Challenges »
**A.** Translate this sentence from the forum answer on filtered replication into Spanish: "At this time, I am satisfied with a simple random pass/fail with a percentage that I can specify."
**B.** In the forum answer on filtered replication, under what name is the production database example_db replicated to the local server?

--- BEGIN Excerpt ---

The answer is filtered replication. I like to do this in two parts:
- Replicate the production database,
example_db
to my local server as example_db_full
- Perform filtered replication from
example_db_full
to example_db
, where the filter cuts out enough data so builds are fast, but keeps enough data so I can confirm my code works.
Which documents to select can be application-specific. At this time, I am satisfied with a simple random pass/fail with a percentage that I can specify. The randomness is consistent (i.e., the same document always passes or always fails.)
My technique is to normalize the content checksum in the document _rev
field on a range of [0.0, 1.0). Then I simply specify some fraction (e.g. 0.01
), and if the normalized checksum value is <= my fraction, the document passes.
function(doc, req) {
if(/^_design\//.test(doc._id))
return true;
if(!req.query.p)
throw {error: "Must supply a 'p' parameter with the fraction"
+ " of documents to pass [0.0-1.0]"};
var p = parseFloat(req.query.p);
if(!(p >= 0.0 && p <= 1.0)) // Also catches NaN
throw {error: "Must supply a 'p' parameter with the fraction of documents"
+ " to pass [0.0-1.0]"};
// Consider the first 8 characters of the doc checksum (for now, taken
// from _rev) as a real number on the range [0.0, 1.0), i.e.
// ["00000000", "ffffffff").
var ONE = 4294967295; // parseInt("ffffffff", 16);
var doc_val = parseInt(doc._rev.match(/^\d+-([0-9a-f]{8})/)[1], 16);
return doc_val <= (ONE * p);
}

--- END Excerpt ---
--- BEGIN Records ---

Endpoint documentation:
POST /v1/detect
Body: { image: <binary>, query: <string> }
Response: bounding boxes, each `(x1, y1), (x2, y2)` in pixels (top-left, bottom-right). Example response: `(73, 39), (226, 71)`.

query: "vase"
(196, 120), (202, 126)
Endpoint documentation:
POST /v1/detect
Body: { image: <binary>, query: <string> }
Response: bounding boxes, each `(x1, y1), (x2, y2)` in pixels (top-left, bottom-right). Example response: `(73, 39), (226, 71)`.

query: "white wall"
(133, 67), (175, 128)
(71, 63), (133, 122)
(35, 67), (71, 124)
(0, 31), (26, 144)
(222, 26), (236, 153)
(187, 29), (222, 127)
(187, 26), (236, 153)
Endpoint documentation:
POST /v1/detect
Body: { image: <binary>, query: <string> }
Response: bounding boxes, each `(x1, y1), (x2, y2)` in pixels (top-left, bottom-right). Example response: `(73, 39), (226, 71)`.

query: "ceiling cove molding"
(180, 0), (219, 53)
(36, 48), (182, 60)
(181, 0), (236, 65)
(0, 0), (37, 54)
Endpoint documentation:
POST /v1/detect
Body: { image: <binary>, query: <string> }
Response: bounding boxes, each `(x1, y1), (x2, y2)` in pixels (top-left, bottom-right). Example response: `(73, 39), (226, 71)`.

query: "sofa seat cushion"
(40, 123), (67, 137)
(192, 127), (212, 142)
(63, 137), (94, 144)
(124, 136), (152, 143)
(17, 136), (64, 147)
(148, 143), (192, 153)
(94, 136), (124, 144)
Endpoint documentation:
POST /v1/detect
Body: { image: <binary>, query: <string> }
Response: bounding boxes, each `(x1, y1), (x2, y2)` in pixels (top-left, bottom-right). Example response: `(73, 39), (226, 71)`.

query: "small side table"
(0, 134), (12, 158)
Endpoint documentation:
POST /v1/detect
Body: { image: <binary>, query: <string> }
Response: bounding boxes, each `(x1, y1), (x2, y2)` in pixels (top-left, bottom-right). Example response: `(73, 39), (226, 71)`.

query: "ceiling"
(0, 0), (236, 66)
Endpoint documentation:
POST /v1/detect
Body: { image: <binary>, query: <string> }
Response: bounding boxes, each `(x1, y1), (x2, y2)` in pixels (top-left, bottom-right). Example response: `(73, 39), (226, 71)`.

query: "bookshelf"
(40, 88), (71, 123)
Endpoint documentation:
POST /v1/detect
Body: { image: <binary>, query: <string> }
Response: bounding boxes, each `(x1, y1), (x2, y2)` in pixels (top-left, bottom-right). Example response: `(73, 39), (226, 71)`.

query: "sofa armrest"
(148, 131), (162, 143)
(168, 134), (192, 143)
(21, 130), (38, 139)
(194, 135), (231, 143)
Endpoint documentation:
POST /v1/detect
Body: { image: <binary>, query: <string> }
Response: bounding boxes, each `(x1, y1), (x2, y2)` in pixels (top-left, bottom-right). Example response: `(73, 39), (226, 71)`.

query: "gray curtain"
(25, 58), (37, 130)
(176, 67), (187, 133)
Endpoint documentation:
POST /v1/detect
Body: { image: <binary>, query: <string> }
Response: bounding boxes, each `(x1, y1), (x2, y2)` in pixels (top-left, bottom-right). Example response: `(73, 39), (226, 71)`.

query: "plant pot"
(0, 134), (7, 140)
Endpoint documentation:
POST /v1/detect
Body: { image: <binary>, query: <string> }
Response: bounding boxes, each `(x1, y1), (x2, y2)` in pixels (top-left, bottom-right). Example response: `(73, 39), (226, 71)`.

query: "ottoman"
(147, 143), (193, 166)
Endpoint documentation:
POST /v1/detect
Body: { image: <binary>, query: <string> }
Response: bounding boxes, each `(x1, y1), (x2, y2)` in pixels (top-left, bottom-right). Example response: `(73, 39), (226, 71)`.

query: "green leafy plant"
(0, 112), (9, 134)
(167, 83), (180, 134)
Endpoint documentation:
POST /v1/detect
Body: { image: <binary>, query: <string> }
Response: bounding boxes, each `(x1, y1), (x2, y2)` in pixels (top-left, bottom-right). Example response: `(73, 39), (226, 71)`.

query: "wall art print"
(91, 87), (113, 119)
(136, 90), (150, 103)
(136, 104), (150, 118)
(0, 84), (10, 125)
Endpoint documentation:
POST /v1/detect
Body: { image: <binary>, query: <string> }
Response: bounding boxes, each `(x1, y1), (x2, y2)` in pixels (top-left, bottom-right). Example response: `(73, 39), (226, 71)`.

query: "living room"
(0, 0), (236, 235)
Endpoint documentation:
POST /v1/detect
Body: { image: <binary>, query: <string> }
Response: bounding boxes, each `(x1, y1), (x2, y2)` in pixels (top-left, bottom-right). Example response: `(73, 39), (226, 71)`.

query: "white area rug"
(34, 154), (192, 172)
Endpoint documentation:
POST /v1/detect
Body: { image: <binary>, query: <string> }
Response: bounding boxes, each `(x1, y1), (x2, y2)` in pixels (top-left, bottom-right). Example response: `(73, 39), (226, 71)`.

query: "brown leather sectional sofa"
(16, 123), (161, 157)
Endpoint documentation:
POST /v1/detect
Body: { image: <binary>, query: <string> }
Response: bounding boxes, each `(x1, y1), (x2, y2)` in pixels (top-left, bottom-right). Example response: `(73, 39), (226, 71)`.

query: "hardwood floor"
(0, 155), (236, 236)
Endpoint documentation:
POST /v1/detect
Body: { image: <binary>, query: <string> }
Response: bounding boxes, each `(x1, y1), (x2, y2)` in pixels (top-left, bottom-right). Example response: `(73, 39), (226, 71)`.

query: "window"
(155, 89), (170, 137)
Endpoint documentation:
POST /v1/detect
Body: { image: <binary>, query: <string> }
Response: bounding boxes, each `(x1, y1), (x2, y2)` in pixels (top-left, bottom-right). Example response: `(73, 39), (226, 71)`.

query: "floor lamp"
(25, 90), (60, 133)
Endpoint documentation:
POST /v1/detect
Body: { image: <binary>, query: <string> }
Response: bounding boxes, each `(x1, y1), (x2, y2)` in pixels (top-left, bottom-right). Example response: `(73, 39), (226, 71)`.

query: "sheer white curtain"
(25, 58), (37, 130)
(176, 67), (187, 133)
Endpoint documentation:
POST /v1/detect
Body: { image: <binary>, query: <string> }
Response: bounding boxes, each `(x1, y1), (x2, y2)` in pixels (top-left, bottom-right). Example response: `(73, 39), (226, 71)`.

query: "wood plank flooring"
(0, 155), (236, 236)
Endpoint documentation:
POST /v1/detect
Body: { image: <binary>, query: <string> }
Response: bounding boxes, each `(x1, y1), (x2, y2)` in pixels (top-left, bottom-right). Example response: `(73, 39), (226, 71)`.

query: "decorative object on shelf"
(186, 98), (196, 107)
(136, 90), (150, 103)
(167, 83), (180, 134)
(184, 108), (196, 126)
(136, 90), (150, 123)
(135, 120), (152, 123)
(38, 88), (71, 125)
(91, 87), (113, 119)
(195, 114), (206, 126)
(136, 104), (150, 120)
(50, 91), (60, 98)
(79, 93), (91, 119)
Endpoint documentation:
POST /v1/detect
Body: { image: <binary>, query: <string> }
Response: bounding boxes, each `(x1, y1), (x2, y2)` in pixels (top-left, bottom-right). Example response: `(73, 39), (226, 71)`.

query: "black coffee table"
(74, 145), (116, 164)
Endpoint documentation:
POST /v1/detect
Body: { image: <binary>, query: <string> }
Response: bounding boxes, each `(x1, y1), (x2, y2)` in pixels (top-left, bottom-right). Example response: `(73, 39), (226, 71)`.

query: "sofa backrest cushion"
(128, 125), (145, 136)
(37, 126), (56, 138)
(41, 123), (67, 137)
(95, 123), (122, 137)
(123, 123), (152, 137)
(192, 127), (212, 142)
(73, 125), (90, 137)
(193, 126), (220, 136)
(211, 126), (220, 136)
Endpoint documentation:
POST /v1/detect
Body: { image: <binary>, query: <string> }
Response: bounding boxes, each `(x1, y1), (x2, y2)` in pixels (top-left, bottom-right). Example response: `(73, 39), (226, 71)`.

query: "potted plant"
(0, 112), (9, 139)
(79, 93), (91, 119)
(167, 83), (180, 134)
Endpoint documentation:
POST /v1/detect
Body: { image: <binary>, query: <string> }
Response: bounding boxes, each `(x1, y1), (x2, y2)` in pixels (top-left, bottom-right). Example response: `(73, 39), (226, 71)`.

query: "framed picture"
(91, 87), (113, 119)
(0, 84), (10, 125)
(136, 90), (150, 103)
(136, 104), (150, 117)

--- END Records ---

Per-task outputs »
**A.** En este momento, me conformo con un simple criterio aleatorio de aceptación o rechazo con un porcentaje que puedo especificar.

**B.** example_db_full